SINGAPORE: For the past three months, a Singaporean has lived a life that many would call “extreme” and damaging. In an honest and very revealing post, the poster shared how he’s been working two full-time jobs nonstop — an exhausting 8 p.m. to 8 a.m. night shift, followed by a 9 a.m. to 5 p.m. day job. That’s a full 24 hours of work with hardly time to breathe, and just one day off a week.

The motivation is financial independence. This Redditor is resolute in wiping out his financial liabilities, building up savings, and starting to invest. “I don’t see any chance of getting a job that pays S$4k to S$5k, let alone hitting the S$10k mark with just one job,” he wrote. “So, I’m working two jobs to beat that ceiling.”

Each month, when the salaries come in, there’s a sense of pride — a concrete prize for persistent determination, but the effect on the body and mind is obvious. “My body? It’s beaten, running on low battery. I look like I have cancer, pale, exhausted, like a zombie. I feel drained all the time,” he shared. Heart tremors, anxiety, and seclusion have become routine. “Is this sacrifice worth it?” he asked. “Has Singapore become like this?”

Empathy, tough love, and reality checks

One response zeroed in on the blatant health hazards: “How much sleep are you getting? Success amounts to nothing when your health suffers, and you can’t enjoy what you worked hard towards.” The commenter advised the original poster to re-examine his approach now that the debt has been settled, and to make rest and upskilling the priorities.

Another netizen provided a frank but vital reality check: “No, Singapore hasn’t ‘become like this’. It’s your own choice to live like this. You could’ve taken longer to clear your debt by working one job. This is not a success. This is self-destruction.”

A recurring theme emerged from the readers’ reactions — the difference between short-range gains and continuing sustainability. Many commented that dashing for a financial target without considering physical and mental well-being is a hazardous move. “This isn’t what success feels like, this is what stupidity feels like — something which will dawn on you when you’re lying in a hospital bed,” one Redditor said.

• **Questions to answer**
A: Answer these questions from the passage about the Singaporean working two jobs:
(i) What are the hours of his night shift?
(ii) What monthly pay range does he say he sees no chance of getting from a single job?
(iii) Which two things did one commenter advise him to make his priorities now that the debt was settled?
B: Carry on the passage about the Singaporean working two jobs, picking up after its last sentence.

• **Dataset content**
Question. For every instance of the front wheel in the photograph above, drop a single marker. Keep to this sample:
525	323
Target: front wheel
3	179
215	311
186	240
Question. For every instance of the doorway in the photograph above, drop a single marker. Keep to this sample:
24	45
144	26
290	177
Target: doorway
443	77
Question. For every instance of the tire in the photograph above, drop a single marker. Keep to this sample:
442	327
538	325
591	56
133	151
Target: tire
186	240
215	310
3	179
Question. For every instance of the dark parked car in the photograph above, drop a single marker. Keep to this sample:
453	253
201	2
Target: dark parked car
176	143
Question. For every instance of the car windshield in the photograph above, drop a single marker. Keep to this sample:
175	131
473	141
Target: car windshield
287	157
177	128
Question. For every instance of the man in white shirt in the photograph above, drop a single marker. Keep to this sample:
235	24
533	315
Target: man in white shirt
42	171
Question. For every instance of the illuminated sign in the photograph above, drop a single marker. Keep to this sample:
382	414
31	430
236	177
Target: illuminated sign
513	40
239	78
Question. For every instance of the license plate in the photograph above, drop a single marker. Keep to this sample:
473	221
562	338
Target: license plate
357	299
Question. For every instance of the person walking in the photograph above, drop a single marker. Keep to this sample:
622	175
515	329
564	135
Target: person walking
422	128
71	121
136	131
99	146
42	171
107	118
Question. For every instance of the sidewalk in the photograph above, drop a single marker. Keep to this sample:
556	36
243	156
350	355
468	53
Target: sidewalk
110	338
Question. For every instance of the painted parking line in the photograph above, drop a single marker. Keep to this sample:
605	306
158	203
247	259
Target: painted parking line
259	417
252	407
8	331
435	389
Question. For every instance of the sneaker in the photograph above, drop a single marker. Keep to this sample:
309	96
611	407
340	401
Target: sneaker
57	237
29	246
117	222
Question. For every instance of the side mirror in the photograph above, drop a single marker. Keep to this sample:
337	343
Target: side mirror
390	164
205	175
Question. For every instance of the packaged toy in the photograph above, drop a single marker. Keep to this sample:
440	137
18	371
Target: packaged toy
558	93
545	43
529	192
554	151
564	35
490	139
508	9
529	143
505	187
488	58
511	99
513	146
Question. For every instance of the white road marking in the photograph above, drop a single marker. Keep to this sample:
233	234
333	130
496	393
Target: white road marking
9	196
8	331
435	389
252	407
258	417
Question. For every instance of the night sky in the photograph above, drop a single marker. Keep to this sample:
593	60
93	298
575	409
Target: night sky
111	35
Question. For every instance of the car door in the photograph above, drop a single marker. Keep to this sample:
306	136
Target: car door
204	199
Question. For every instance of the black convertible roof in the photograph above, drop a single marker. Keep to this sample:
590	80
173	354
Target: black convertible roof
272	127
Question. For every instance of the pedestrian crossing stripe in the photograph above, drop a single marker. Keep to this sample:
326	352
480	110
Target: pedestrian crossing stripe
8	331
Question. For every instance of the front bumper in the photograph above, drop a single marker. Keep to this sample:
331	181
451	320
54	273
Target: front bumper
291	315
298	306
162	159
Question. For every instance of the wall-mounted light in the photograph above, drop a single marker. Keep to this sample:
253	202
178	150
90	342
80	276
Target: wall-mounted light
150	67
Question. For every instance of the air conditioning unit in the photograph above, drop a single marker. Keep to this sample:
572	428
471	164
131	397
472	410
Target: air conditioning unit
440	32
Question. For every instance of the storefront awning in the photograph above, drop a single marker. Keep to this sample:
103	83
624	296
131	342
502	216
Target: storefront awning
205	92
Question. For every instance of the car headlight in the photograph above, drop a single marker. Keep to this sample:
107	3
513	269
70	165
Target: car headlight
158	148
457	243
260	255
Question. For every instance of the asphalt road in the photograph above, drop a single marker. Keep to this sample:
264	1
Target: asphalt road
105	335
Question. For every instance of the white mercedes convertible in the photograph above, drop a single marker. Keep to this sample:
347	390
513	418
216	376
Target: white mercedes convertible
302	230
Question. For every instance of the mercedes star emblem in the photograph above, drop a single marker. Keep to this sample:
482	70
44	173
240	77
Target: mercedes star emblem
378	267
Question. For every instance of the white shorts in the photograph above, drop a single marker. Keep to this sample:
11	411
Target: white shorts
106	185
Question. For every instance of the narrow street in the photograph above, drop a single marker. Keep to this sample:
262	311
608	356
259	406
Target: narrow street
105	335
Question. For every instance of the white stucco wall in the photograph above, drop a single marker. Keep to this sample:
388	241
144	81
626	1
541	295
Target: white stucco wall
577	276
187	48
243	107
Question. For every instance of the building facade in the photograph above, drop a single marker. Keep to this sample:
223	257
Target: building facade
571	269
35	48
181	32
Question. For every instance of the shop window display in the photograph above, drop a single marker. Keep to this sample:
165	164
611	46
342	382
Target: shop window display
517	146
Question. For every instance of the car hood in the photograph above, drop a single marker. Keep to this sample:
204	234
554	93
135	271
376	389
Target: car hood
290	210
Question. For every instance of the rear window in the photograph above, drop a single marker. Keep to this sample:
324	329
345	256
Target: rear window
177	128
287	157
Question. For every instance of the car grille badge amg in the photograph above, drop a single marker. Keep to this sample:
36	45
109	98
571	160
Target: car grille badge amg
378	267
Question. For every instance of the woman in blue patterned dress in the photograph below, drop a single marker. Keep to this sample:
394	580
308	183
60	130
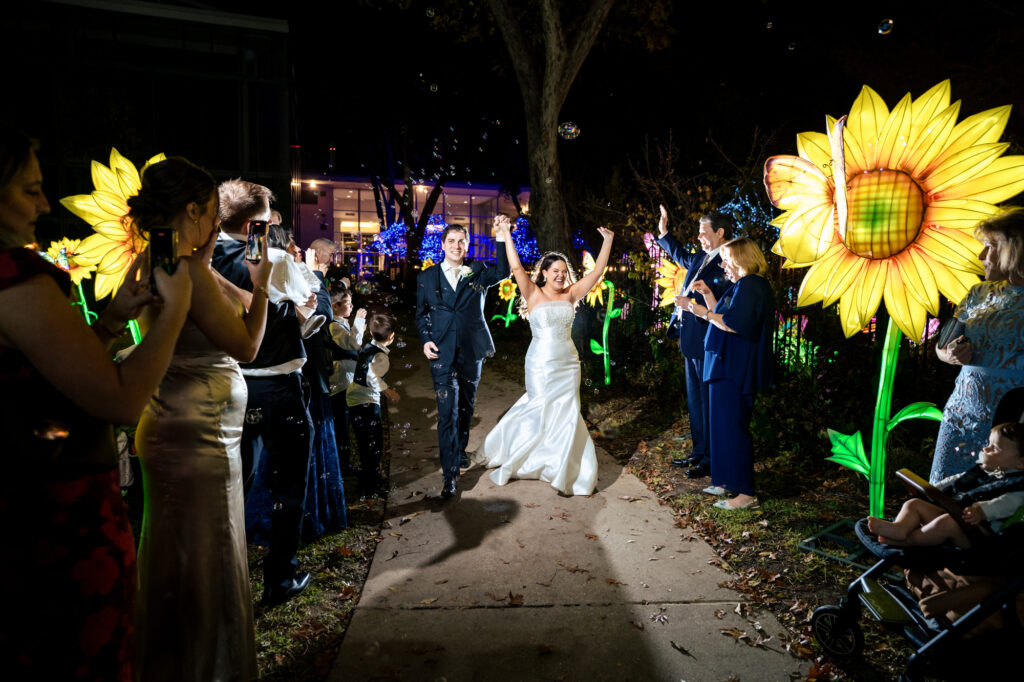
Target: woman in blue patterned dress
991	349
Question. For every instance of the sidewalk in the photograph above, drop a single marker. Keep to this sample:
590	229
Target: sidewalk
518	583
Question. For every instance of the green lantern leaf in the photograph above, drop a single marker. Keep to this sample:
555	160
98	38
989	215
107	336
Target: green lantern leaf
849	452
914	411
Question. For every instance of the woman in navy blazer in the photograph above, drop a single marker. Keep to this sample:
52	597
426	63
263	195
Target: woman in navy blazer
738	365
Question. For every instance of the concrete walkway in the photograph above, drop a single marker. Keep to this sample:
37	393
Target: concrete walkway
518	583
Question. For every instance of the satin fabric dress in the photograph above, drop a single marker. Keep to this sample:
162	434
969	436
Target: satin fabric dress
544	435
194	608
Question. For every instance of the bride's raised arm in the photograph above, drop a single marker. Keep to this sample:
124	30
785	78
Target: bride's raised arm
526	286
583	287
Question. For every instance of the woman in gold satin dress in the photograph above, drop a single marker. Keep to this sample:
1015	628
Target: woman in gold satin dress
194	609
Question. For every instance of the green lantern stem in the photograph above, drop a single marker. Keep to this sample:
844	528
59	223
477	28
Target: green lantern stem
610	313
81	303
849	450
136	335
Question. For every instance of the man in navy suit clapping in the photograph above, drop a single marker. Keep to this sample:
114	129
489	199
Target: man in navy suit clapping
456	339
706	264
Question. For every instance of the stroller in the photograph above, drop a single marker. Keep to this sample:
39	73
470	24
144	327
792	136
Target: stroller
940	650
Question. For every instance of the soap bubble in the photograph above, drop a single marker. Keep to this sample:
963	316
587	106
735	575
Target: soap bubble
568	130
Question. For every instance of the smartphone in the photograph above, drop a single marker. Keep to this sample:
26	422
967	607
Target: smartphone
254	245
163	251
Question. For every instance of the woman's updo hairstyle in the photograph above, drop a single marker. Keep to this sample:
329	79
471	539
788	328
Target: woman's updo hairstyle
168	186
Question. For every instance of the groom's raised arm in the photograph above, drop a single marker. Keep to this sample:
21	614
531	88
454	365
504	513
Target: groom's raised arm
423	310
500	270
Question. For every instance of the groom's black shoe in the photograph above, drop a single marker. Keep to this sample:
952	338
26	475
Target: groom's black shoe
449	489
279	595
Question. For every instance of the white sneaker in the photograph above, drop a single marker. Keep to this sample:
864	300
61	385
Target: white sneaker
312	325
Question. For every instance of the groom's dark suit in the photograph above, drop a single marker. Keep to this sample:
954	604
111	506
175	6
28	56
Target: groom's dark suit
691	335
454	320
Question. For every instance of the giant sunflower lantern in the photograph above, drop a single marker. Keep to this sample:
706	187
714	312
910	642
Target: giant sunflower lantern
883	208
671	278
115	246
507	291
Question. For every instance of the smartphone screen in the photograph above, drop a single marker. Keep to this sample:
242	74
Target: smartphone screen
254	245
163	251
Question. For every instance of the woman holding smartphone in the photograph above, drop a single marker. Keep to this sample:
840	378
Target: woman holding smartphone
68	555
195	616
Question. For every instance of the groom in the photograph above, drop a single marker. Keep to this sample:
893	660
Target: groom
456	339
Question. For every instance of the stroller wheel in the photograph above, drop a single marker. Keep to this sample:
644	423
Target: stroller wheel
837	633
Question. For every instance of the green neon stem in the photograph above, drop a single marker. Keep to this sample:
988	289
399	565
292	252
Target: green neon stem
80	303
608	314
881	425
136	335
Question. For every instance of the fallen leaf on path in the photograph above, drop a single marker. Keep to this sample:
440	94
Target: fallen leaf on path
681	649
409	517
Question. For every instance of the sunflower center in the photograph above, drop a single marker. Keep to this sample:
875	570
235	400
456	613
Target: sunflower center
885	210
==
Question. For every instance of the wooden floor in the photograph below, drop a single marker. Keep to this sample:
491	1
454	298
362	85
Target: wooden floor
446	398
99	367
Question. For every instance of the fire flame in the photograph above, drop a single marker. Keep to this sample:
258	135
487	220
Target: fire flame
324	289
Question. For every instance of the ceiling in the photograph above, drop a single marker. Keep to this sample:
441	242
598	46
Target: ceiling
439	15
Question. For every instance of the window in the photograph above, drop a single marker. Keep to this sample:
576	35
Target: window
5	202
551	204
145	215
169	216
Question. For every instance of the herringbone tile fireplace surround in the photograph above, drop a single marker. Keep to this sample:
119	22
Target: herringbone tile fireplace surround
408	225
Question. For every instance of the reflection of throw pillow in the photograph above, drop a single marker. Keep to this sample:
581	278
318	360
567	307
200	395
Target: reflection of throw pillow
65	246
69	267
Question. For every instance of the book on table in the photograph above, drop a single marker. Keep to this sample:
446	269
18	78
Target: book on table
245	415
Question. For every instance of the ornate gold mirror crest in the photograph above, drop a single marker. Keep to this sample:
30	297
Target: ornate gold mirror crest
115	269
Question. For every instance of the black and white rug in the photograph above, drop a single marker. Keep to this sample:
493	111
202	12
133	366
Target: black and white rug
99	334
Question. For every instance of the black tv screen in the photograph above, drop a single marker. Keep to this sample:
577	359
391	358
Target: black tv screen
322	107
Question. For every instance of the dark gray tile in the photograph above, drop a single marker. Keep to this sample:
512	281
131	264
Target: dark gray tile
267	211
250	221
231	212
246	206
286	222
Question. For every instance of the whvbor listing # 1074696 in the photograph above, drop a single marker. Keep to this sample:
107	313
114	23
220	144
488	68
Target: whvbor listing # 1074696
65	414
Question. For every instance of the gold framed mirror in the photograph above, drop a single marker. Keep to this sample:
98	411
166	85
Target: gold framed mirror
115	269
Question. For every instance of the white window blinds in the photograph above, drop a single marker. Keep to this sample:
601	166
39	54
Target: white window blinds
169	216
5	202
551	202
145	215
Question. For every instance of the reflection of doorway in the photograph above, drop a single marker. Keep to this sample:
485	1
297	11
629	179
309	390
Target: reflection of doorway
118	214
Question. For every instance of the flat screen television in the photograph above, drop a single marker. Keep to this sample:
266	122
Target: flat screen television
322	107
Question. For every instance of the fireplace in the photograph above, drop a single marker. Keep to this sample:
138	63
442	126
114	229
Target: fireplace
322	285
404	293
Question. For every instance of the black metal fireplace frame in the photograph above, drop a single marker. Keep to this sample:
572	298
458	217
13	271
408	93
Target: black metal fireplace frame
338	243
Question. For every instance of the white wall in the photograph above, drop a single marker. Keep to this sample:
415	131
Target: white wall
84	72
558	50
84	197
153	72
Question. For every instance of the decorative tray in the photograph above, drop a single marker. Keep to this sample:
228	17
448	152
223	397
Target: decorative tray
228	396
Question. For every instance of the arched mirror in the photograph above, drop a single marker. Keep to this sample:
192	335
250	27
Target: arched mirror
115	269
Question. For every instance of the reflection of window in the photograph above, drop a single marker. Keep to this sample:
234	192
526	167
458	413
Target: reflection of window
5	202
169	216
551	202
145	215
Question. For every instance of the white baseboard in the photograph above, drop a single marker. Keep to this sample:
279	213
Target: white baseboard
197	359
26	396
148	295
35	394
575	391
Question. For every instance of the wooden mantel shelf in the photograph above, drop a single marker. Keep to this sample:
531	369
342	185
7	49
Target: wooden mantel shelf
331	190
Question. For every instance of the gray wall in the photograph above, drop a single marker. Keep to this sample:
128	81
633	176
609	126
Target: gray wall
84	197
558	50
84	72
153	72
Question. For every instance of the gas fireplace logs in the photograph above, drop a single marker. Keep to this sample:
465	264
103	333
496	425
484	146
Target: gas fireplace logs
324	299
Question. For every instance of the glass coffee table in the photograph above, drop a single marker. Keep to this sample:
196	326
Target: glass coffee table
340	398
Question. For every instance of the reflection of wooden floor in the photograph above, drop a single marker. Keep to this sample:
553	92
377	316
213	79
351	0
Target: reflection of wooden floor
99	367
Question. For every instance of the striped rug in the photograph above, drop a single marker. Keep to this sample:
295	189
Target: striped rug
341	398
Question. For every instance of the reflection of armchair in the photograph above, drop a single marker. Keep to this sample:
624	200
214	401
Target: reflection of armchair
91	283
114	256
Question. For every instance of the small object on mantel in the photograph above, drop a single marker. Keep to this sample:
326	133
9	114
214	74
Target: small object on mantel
...
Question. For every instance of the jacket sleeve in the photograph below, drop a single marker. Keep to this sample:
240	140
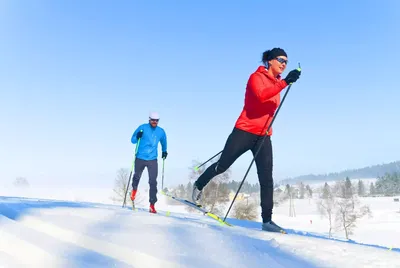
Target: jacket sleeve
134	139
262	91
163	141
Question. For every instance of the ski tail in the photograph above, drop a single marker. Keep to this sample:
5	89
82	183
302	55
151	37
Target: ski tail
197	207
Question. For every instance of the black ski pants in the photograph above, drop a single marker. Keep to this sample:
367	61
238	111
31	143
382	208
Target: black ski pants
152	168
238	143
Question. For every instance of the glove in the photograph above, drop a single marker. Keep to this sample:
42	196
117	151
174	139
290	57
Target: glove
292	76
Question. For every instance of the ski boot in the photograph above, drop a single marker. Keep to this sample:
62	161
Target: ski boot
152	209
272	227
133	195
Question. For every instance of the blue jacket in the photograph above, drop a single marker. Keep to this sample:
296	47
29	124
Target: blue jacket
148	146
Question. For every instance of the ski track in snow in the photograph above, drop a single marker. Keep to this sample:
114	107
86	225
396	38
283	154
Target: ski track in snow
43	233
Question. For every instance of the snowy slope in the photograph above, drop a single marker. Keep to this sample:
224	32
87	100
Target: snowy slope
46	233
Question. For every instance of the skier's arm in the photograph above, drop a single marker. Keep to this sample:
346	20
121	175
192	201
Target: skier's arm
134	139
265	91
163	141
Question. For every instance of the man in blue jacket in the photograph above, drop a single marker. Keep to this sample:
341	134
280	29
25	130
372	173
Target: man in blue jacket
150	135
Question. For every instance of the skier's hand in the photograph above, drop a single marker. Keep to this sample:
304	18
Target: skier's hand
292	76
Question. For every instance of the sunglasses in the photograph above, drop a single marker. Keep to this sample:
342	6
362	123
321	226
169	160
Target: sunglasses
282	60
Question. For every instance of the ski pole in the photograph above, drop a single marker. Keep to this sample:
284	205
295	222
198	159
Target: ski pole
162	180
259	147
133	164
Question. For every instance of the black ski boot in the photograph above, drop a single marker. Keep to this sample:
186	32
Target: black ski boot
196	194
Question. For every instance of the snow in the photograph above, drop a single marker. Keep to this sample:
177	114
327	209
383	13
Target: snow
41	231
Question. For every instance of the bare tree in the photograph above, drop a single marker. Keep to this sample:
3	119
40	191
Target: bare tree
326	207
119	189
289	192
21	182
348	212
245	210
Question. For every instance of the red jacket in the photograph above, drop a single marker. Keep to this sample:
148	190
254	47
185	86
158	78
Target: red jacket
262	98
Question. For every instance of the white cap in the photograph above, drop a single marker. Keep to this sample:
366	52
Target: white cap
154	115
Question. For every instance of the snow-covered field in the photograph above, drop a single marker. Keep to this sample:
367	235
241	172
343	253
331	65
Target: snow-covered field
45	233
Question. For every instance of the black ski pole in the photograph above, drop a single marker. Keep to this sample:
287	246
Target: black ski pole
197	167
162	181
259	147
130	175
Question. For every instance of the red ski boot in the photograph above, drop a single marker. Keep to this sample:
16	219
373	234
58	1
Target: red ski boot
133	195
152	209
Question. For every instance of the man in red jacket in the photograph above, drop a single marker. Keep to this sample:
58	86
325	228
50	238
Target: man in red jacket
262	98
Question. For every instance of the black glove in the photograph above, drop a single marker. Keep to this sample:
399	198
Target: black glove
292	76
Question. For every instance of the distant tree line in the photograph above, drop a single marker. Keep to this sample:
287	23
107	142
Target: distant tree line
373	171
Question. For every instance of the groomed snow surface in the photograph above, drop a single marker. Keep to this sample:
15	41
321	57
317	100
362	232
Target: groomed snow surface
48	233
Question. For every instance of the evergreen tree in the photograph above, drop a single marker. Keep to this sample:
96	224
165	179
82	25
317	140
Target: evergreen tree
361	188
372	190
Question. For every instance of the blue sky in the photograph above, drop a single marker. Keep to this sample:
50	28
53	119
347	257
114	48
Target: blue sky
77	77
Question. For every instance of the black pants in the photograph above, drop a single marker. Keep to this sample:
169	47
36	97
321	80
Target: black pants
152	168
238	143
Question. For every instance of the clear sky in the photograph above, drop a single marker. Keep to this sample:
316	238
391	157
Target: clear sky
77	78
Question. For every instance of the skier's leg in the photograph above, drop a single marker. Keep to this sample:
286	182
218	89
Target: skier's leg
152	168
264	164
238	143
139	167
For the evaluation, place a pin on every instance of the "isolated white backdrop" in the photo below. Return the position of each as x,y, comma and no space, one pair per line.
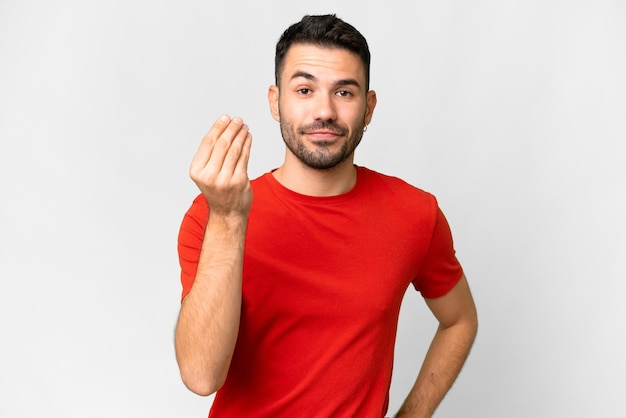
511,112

• **Activity answers**
A:
(i) 8 p.m. to 8 a.m.
(ii) S$4k to S$5k
(iii) Rest and upskilling

B:
Others recommended a few options — upskilling, side hustles, or concentrating on building a single career path instead of grinding out two jobs in an unmanageable twist. “The aim isn’t to grab on to whatever money you can now. The aim is to build a life and career such that money finds you.”

When hustle culture turns toxic

Underneath the real-world advice and frank commentaries are deeper issues — the pressure of combating financial uncertainty and meeting societal expectations. The Redditor’s story resonates with many young adults who are stuck between stagnant salaries, escalating prices, and the craving to become financially independent.

However, as several netizens pointed out, forfeiting sleep, physical strength, mental well-being, and happiness for the sake of a somewhat quicker climb out of debt is not a sustainable or honourable path.

Success, one commenter said, isn’t about working yourself to death. “Job success is when you get paid to do nothing. When something goes wrong, you fix it to remind people why you’re paid highly.” It’s about leverage, not hundreds of hours worked.

To those grinding themselves into dust, one netizen asked – “Is this the life you want? Because if your body breaks down before you reach your goals, none of that money will matter.”

Sometimes, the most heroic act isn’t crushing through the pain — it’s stopping long enough to rebuild, re-evaluate, and pick a better path onwards.